- **Prompt**: The whole of the data is to be duplicated precisely.

- **Input records**:

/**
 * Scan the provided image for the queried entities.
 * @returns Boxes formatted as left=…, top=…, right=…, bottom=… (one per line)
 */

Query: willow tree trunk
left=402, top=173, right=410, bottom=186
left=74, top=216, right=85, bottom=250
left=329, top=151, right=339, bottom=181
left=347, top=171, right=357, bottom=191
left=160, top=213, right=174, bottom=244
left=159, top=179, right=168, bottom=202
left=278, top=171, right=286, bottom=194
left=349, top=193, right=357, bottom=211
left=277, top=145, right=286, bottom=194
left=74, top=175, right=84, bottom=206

- **Worked solution**:
/**
 * Scan the provided image for the queried entities.
 * @returns Boxes formatted as left=…, top=…, right=…, bottom=… (one per line)
 */

Query: willow tree trunk
left=402, top=173, right=410, bottom=186
left=74, top=216, right=85, bottom=250
left=329, top=151, right=339, bottom=181
left=347, top=171, right=357, bottom=191
left=160, top=213, right=174, bottom=244
left=159, top=179, right=168, bottom=202
left=278, top=171, right=286, bottom=194
left=349, top=193, right=357, bottom=211
left=277, top=145, right=286, bottom=194
left=74, top=175, right=84, bottom=206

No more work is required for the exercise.